# [Point localization data]

=-=-=-=-=

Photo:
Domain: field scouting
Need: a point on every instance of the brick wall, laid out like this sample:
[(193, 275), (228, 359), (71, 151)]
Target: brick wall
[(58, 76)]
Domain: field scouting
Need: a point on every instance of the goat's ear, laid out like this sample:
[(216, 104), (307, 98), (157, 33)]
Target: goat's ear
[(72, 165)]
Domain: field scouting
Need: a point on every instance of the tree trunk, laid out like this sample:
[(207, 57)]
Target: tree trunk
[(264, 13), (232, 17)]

=-=-=-=-=

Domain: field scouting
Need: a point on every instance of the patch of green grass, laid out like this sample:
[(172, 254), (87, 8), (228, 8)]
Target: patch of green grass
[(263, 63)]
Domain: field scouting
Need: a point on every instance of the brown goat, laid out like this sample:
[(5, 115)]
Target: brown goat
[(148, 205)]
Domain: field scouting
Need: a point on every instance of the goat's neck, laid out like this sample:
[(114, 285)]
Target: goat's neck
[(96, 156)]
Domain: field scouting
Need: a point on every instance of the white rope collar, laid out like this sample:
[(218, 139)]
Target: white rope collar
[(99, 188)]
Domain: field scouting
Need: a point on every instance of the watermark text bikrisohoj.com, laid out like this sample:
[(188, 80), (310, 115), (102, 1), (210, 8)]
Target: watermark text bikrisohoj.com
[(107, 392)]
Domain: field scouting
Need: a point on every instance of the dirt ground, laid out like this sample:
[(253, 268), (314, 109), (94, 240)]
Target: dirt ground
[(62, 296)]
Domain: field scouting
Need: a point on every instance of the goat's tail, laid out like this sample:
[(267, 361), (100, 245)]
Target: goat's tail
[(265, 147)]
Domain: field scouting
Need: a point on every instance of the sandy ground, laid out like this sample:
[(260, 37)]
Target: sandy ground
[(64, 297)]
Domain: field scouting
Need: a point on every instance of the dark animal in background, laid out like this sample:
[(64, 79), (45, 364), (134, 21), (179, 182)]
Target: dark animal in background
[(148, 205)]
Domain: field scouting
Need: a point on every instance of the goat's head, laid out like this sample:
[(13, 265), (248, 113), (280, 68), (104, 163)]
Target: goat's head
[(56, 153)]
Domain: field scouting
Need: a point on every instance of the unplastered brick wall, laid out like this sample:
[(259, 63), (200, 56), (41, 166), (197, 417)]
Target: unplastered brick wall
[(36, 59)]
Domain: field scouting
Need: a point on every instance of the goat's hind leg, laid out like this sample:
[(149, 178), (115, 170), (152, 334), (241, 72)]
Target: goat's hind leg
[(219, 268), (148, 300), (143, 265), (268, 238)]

=-=-=-=-=

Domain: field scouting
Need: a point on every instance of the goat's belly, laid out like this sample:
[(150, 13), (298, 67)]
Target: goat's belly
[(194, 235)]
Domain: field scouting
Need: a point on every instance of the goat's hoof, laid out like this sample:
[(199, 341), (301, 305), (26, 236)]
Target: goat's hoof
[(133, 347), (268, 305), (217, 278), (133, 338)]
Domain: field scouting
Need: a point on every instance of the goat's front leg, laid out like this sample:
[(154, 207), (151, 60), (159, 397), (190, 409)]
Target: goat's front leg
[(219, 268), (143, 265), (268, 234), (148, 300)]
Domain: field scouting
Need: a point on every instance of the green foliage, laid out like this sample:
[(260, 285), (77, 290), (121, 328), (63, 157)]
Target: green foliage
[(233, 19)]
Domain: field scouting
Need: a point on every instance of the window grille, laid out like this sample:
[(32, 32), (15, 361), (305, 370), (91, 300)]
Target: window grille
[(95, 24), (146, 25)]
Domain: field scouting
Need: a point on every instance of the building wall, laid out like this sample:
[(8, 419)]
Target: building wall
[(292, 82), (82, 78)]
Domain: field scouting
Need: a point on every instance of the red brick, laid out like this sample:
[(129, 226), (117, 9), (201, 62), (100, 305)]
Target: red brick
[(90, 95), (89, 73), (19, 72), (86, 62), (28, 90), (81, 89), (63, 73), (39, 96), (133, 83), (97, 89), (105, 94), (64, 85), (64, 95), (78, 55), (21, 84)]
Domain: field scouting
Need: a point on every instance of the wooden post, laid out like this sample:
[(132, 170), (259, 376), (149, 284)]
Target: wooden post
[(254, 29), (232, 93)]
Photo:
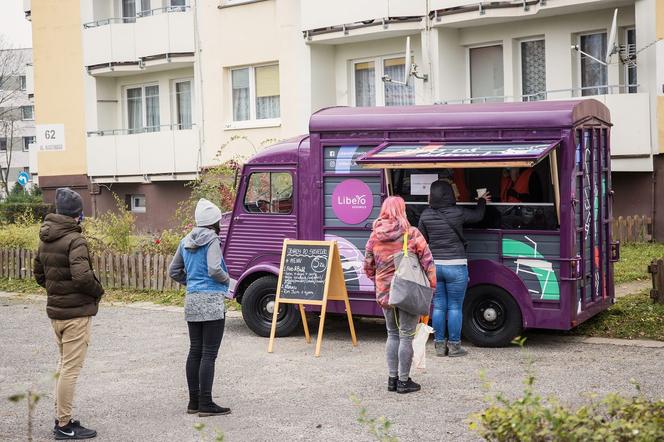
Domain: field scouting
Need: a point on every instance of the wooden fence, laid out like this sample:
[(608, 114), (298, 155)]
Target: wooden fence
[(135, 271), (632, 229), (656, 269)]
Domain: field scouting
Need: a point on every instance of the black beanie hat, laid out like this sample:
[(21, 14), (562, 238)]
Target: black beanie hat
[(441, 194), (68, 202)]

=-=-=-=-=

# [WORK REQUEST]
Beginning at the line with "Target: brown goat" and stopping after the line with "[(13, 265), (248, 113), (280, 68), (104, 163)]", please write out every line of the data above exactly and nothing else.

# [ANSWER SECTION]
Target: brown goat
[(148, 205)]
Domain: field scouting
Need: a point on every instance of the goat's neck, laid out like this sample:
[(114, 285)]
Target: goat's neck
[(96, 156)]
Domain: field scouting
Need: a point on every instance of the white rope collar, laid out like this sample:
[(218, 139)]
Target: white rope collar
[(99, 188)]
Domain: field scouting
Need: a point on every instance of the watermark text bikrisohoj.com, laid out like this sample:
[(188, 80), (310, 115), (102, 1), (210, 8)]
Target: watermark text bikrisohoj.com
[(107, 392)]
Domain: field scouting
Need: a point on every instance of the dirt ground, laid out like this sample:
[(253, 268), (314, 109), (94, 240)]
Target: dirt ground
[(62, 296)]
Domain: field scouting
Need: a point on every instance of the goat's tail, laid out like this sample:
[(267, 361), (100, 245)]
Target: goat's tail
[(265, 147)]
Domain: field scouting
Need: a point on every instance of the sandy ground, laid out like this sample:
[(260, 37)]
Target: sandy ground
[(64, 297)]
Domain: field scouting
Need: a point on every instance of the dark animal in background, laid out like this sample:
[(64, 79), (45, 364), (134, 21), (179, 182)]
Target: dark animal in background
[(148, 205)]
Domain: field scouting
Need: a point on every instance of the goat's head, laid out like this sample:
[(13, 265), (248, 113), (280, 68), (104, 163)]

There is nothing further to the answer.